Text:
Reports from the Bibliographic Bunker
Jed Birmingham on William S. Burroughs Collecting
#4: The Urgency Press Ripoff Edition of Time — Roy Pennington (1972). An Installment in Jed Birmingham’s series of the The Top 23 Most Interesting Burroughs Collectibles.
The Urgency Press Rip-Off bootleg of Time speaks for itself. Preach it, Roy!
This edition of TIME MAGAZINE by W. S. Burroughs is bought for you courtesy of Ugency Press Rip-Off using anarchist duplicator (a machine wih x a mond of its own). 5 runs of 99 copies each wre printed of which at least 20 wrer cocked-up and given away the rest you gotta pay for. We would have put the staples in the usual way , but the original had wider pages . . . anyway it is quite appropriate . . . at the risk of giving the game away allow me to explain: the column headings are sequitors, but often in reverse. What goes up, can go down.

Exercise 1: Report every line of the entries below that contains the string "positive".

Saved entries
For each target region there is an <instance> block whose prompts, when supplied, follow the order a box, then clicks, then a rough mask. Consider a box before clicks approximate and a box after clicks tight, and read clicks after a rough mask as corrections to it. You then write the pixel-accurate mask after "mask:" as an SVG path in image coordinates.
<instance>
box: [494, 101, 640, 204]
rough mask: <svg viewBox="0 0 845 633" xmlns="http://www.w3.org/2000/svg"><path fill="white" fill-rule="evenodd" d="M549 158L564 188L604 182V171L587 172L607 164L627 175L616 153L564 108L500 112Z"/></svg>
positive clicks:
==
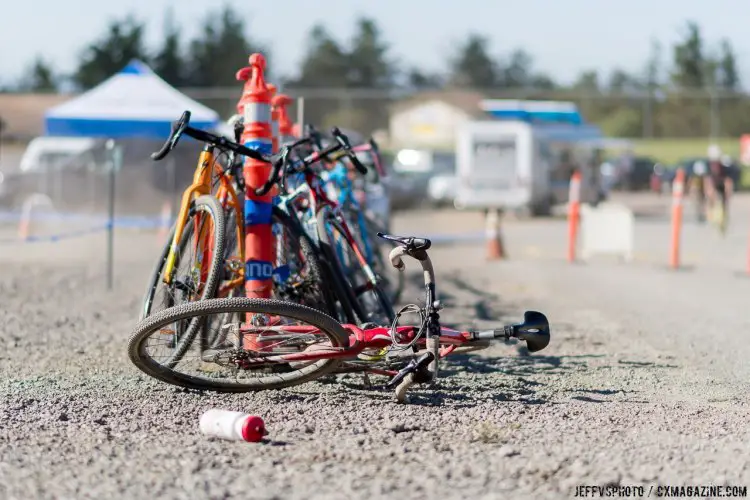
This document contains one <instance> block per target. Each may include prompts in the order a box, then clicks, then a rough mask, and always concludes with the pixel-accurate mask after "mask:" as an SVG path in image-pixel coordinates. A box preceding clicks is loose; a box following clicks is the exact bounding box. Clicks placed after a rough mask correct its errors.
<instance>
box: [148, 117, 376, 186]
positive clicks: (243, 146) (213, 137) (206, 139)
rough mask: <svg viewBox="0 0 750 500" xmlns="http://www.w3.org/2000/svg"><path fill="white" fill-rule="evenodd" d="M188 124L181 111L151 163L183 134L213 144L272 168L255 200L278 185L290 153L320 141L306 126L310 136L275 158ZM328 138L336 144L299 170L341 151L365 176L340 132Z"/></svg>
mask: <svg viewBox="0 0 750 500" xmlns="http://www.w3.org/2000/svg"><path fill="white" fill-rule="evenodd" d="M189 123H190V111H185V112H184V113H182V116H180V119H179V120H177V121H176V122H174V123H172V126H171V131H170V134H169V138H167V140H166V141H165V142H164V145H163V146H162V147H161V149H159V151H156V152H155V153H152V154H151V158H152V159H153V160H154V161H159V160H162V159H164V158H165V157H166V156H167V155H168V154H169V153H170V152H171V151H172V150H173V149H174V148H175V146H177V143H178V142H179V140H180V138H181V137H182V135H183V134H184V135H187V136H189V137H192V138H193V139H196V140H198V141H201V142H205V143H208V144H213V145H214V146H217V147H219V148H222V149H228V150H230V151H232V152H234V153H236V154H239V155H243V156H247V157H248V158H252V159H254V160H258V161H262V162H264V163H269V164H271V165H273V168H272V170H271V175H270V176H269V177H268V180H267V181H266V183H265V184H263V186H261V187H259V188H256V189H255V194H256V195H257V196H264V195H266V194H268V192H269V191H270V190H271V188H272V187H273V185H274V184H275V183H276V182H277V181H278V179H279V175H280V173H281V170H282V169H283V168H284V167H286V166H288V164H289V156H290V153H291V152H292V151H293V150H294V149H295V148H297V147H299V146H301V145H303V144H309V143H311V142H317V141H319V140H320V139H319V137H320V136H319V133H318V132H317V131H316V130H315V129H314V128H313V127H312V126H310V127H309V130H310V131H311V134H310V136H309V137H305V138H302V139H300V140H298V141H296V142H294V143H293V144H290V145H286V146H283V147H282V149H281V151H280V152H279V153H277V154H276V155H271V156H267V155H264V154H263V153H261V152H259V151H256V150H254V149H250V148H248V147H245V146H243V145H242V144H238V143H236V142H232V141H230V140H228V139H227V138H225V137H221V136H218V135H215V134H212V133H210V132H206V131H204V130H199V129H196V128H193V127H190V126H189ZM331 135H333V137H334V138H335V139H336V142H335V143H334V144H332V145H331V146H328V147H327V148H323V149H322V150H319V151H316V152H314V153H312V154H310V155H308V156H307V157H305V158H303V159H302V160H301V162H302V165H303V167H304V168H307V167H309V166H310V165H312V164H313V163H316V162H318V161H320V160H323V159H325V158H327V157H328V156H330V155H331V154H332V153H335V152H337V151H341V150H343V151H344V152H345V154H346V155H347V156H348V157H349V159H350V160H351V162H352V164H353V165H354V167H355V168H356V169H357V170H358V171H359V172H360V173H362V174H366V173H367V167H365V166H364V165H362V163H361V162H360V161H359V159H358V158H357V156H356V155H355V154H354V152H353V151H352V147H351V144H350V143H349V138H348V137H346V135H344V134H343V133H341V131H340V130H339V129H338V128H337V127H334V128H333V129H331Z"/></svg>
...
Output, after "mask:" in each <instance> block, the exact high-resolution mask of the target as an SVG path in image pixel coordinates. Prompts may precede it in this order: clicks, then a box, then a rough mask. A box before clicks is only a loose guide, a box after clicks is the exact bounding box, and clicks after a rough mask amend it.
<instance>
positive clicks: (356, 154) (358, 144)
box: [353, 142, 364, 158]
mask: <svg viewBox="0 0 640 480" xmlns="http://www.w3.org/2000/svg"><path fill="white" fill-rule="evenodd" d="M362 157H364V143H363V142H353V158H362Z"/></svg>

Exercise 2: List every number written in digits in the text on the Urgency Press edition of Time.

Task solution 1:
positive clicks:
positive clicks: (243, 146) (213, 137) (206, 139)
positive clicks: (356, 154) (358, 144)

Task solution 2: 4, 1972, 23, 5, 99, 20